**Problem to solve**
Report each line of the items below that contains the word "post", copying every such line in full.

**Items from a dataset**
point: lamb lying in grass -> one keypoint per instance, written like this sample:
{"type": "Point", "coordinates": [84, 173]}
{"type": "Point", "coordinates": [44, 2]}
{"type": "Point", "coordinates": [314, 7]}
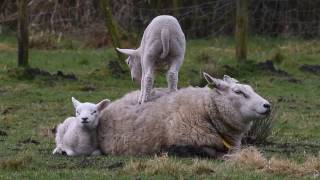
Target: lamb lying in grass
{"type": "Point", "coordinates": [206, 121]}
{"type": "Point", "coordinates": [163, 42]}
{"type": "Point", "coordinates": [77, 135]}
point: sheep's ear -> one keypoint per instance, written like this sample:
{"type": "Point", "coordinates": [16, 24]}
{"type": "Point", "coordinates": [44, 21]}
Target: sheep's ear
{"type": "Point", "coordinates": [102, 104]}
{"type": "Point", "coordinates": [75, 102]}
{"type": "Point", "coordinates": [219, 84]}
{"type": "Point", "coordinates": [229, 79]}
{"type": "Point", "coordinates": [129, 52]}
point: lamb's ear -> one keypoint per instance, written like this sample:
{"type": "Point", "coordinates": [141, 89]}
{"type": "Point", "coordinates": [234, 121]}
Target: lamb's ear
{"type": "Point", "coordinates": [75, 102]}
{"type": "Point", "coordinates": [129, 52]}
{"type": "Point", "coordinates": [219, 84]}
{"type": "Point", "coordinates": [229, 79]}
{"type": "Point", "coordinates": [102, 104]}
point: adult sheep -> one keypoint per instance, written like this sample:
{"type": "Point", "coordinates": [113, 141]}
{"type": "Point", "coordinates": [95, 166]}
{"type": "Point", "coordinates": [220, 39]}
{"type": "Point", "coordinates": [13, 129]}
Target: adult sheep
{"type": "Point", "coordinates": [209, 121]}
{"type": "Point", "coordinates": [163, 43]}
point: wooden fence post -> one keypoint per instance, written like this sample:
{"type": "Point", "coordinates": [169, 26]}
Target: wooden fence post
{"type": "Point", "coordinates": [175, 6]}
{"type": "Point", "coordinates": [23, 34]}
{"type": "Point", "coordinates": [113, 31]}
{"type": "Point", "coordinates": [241, 29]}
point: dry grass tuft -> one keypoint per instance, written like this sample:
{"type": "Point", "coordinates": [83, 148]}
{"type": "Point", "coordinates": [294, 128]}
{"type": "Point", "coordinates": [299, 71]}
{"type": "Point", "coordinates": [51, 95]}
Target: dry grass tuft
{"type": "Point", "coordinates": [5, 47]}
{"type": "Point", "coordinates": [166, 165]}
{"type": "Point", "coordinates": [261, 129]}
{"type": "Point", "coordinates": [16, 163]}
{"type": "Point", "coordinates": [251, 158]}
{"type": "Point", "coordinates": [202, 167]}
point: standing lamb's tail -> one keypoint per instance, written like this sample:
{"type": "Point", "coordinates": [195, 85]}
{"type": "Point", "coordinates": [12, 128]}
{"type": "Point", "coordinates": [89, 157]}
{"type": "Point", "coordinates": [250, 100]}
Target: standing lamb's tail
{"type": "Point", "coordinates": [165, 42]}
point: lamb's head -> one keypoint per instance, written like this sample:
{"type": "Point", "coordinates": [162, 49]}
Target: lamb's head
{"type": "Point", "coordinates": [87, 113]}
{"type": "Point", "coordinates": [242, 97]}
{"type": "Point", "coordinates": [134, 63]}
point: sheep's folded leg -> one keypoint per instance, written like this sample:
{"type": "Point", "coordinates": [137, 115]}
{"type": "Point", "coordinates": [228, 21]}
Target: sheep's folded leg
{"type": "Point", "coordinates": [172, 75]}
{"type": "Point", "coordinates": [96, 153]}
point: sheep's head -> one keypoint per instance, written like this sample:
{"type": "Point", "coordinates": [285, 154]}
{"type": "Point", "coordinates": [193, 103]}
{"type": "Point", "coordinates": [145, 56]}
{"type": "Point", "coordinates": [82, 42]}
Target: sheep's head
{"type": "Point", "coordinates": [250, 105]}
{"type": "Point", "coordinates": [134, 63]}
{"type": "Point", "coordinates": [87, 113]}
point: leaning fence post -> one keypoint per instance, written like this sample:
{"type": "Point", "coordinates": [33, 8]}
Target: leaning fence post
{"type": "Point", "coordinates": [113, 31]}
{"type": "Point", "coordinates": [23, 35]}
{"type": "Point", "coordinates": [241, 29]}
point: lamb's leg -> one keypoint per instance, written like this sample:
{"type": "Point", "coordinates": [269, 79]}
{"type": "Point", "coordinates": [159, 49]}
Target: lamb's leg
{"type": "Point", "coordinates": [61, 129]}
{"type": "Point", "coordinates": [172, 75]}
{"type": "Point", "coordinates": [142, 88]}
{"type": "Point", "coordinates": [148, 68]}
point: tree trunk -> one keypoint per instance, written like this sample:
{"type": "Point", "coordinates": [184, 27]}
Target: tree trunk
{"type": "Point", "coordinates": [113, 31]}
{"type": "Point", "coordinates": [241, 30]}
{"type": "Point", "coordinates": [23, 35]}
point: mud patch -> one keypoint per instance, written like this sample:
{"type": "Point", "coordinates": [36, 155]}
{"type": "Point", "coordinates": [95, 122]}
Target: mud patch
{"type": "Point", "coordinates": [7, 110]}
{"type": "Point", "coordinates": [290, 148]}
{"type": "Point", "coordinates": [88, 88]}
{"type": "Point", "coordinates": [314, 69]}
{"type": "Point", "coordinates": [115, 165]}
{"type": "Point", "coordinates": [3, 133]}
{"type": "Point", "coordinates": [268, 66]}
{"type": "Point", "coordinates": [31, 73]}
{"type": "Point", "coordinates": [30, 141]}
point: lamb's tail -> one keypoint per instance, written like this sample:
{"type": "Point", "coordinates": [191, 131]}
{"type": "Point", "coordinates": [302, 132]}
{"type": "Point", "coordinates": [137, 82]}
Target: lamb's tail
{"type": "Point", "coordinates": [165, 38]}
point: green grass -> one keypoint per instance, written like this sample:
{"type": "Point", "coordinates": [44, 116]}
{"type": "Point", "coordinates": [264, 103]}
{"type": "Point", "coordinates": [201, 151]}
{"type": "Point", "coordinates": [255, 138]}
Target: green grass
{"type": "Point", "coordinates": [30, 108]}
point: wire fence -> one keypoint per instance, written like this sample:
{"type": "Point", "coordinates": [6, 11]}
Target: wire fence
{"type": "Point", "coordinates": [199, 19]}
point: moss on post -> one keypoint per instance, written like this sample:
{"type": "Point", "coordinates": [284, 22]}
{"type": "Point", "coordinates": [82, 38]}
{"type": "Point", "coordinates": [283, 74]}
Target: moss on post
{"type": "Point", "coordinates": [113, 31]}
{"type": "Point", "coordinates": [23, 34]}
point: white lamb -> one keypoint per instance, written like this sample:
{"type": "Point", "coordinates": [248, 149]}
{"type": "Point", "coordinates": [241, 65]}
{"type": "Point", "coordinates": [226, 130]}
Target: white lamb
{"type": "Point", "coordinates": [163, 42]}
{"type": "Point", "coordinates": [78, 135]}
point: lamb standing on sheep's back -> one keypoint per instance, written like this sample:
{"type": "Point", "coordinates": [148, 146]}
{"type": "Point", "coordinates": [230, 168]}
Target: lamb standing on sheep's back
{"type": "Point", "coordinates": [163, 43]}
{"type": "Point", "coordinates": [78, 135]}
{"type": "Point", "coordinates": [208, 121]}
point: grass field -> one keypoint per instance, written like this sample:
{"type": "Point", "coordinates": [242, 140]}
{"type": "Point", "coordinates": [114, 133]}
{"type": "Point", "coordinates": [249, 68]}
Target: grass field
{"type": "Point", "coordinates": [31, 106]}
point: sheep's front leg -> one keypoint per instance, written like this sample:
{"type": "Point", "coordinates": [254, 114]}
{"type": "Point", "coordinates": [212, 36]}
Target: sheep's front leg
{"type": "Point", "coordinates": [172, 75]}
{"type": "Point", "coordinates": [148, 77]}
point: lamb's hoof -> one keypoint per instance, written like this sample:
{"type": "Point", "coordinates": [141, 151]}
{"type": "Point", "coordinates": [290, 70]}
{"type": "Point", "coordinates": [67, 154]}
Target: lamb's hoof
{"type": "Point", "coordinates": [57, 151]}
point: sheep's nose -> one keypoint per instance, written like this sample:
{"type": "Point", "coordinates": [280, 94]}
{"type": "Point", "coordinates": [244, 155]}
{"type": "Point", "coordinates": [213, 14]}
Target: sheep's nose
{"type": "Point", "coordinates": [267, 106]}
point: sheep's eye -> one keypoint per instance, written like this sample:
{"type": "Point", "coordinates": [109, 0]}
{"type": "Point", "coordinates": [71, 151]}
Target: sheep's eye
{"type": "Point", "coordinates": [239, 92]}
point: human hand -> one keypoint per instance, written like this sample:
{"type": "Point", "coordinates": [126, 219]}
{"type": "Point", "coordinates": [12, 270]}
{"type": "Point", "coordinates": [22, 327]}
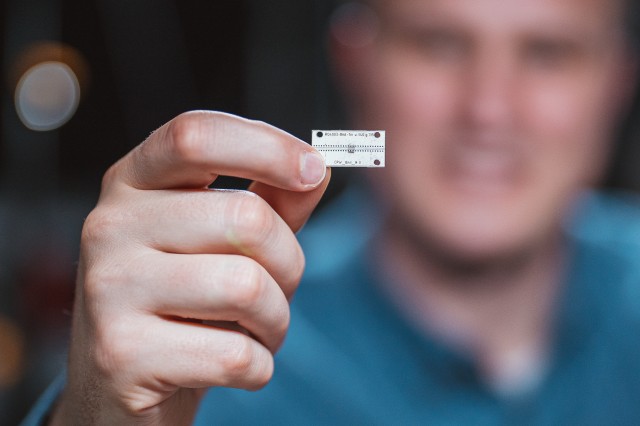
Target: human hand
{"type": "Point", "coordinates": [181, 287]}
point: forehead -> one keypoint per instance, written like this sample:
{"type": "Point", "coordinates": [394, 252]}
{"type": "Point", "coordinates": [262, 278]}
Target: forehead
{"type": "Point", "coordinates": [587, 16]}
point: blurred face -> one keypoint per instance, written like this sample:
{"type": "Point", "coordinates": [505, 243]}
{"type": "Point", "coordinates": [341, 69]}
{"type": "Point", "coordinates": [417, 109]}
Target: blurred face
{"type": "Point", "coordinates": [497, 113]}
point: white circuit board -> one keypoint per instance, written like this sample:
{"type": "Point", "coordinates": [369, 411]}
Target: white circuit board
{"type": "Point", "coordinates": [350, 148]}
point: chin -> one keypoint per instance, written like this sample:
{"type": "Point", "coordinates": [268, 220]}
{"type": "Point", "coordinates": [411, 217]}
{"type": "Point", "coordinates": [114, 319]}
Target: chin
{"type": "Point", "coordinates": [469, 240]}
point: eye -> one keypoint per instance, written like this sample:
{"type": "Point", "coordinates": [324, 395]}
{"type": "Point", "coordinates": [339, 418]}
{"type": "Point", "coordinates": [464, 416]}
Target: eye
{"type": "Point", "coordinates": [441, 44]}
{"type": "Point", "coordinates": [550, 53]}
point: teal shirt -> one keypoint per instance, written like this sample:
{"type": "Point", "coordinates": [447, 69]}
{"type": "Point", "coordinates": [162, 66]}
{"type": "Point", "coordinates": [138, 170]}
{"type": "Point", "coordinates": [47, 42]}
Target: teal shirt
{"type": "Point", "coordinates": [351, 357]}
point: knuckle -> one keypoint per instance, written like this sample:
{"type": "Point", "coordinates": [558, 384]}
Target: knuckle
{"type": "Point", "coordinates": [249, 284]}
{"type": "Point", "coordinates": [238, 360]}
{"type": "Point", "coordinates": [251, 220]}
{"type": "Point", "coordinates": [186, 139]}
{"type": "Point", "coordinates": [98, 226]}
{"type": "Point", "coordinates": [263, 376]}
{"type": "Point", "coordinates": [297, 265]}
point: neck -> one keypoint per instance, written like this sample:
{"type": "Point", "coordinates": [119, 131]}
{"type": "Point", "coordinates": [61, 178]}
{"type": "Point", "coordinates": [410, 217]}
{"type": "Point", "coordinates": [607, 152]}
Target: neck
{"type": "Point", "coordinates": [497, 310]}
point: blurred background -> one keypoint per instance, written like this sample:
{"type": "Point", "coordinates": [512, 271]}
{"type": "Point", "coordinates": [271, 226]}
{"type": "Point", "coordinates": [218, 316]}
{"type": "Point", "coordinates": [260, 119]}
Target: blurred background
{"type": "Point", "coordinates": [84, 81]}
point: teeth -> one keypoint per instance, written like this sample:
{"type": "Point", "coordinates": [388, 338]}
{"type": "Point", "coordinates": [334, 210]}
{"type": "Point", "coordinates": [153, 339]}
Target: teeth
{"type": "Point", "coordinates": [482, 165]}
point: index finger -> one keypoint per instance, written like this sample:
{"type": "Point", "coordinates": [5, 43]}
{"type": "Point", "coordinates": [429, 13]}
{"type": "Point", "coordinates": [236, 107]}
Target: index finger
{"type": "Point", "coordinates": [191, 150]}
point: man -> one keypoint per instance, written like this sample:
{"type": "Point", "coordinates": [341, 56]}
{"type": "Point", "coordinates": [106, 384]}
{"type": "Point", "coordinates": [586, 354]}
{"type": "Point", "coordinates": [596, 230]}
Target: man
{"type": "Point", "coordinates": [469, 305]}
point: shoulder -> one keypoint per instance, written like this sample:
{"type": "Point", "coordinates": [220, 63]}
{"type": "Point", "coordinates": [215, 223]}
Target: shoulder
{"type": "Point", "coordinates": [606, 225]}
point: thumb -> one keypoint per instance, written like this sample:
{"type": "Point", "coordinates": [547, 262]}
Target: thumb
{"type": "Point", "coordinates": [294, 207]}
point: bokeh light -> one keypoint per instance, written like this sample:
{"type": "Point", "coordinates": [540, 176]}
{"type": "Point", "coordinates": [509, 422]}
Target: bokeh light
{"type": "Point", "coordinates": [47, 96]}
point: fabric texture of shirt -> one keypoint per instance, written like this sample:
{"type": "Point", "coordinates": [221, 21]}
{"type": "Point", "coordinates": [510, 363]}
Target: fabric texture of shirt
{"type": "Point", "coordinates": [352, 357]}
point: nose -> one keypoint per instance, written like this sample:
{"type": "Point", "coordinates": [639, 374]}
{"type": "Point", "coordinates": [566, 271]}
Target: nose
{"type": "Point", "coordinates": [489, 99]}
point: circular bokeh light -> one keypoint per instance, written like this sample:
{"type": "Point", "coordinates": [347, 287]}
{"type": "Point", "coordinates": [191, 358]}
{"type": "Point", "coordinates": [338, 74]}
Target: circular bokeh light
{"type": "Point", "coordinates": [47, 96]}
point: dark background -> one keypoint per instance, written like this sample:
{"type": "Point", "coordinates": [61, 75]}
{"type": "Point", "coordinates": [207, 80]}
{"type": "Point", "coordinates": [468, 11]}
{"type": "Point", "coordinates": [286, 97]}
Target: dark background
{"type": "Point", "coordinates": [147, 61]}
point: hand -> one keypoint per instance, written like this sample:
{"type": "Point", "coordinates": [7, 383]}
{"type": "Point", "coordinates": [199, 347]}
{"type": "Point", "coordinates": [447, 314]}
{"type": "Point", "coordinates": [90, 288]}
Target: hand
{"type": "Point", "coordinates": [167, 264]}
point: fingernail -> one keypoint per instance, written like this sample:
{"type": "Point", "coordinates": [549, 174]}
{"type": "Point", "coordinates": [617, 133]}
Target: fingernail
{"type": "Point", "coordinates": [312, 169]}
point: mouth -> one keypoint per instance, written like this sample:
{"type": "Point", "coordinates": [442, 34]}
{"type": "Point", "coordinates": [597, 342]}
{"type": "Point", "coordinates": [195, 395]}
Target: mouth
{"type": "Point", "coordinates": [482, 168]}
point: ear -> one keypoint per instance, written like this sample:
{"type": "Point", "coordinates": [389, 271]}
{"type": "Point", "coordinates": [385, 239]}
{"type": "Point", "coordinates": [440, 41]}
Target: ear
{"type": "Point", "coordinates": [352, 33]}
{"type": "Point", "coordinates": [627, 81]}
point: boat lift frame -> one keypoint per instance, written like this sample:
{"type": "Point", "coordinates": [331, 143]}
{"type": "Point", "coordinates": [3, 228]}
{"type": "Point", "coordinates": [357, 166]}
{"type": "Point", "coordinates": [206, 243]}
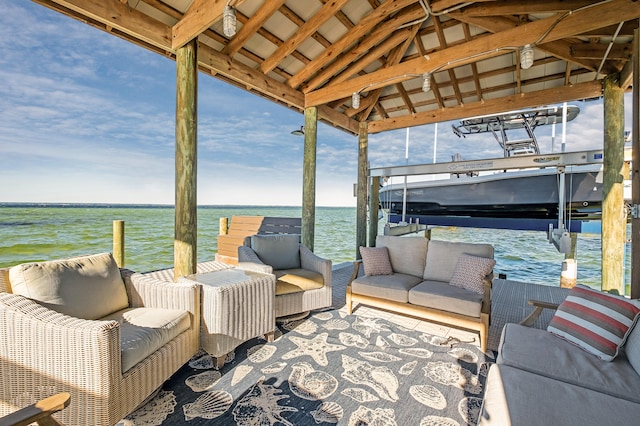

**Reply to the task**
point: wooden fence post -> one keypoint per instance, written like this sample:
Target: wooden fence post
point: leaning fence post -> one keypoint per instance, written like this sample:
Target: leaning fence post
point: moss on post -> one keypoint per instance, written like this sample:
Target: moss on post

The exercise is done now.